As one door (Creedence) closes, so does another one open, and at
last I think we can say that here is a record which tells us definitively that
we are now in the seventies. Certainly I cannot think of “We’ve Only Just Begun”
being conceived, let alone recorded, in the sixties; no, this is something new
and very different. Alternatively, it is something very old and very
reassuring, a ballad, performance and production which appear to bypass this
thing called rock and roll. One might imagine Peggy Lee recording it for
Capitol in the fifties – but then think of Brian Wilson and these two most
unlikely Pet Sounds disciples, and
once again this is something which really could only have come from California.
The song, or two verses of it, was commissioned for a series
of Crocker Bank commercials. The music was written by the perpetually undersung
Roger Nichols, whose Roger Nichols And
The Small Circle Of Friends album of 1968 stands beside Song Cycle and 12 Songs in terms of ambition and invention – both Parks and Newman
contributed to it – and impressed Herb Alpert enough to sign Nichols to A&M
as a staff songwriter and introduce him to Paul Williams.

● Supplied information
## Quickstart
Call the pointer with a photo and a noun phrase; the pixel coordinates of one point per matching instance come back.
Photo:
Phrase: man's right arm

● Set exercise
Rewrite everything in the passage about the song from "being conceived, let" down to "come from California.", putting "the West Coast" wherever "California" appears. The material is separate from the passage about the song.

● Exercise answer
being conceived, let alone recorded, in the sixties; no, this is something new
and very different. Alternatively, it is something very old and very
reassuring, a ballad, performance and production which appear to bypass this
thing called rock and roll. One might imagine Peggy Lee recording it for
Capitol in the fifties – but then think of Brian Wilson and these two most
unlikely Pet Sounds disciples, and
once again this is something which really could only have come from the West Coast.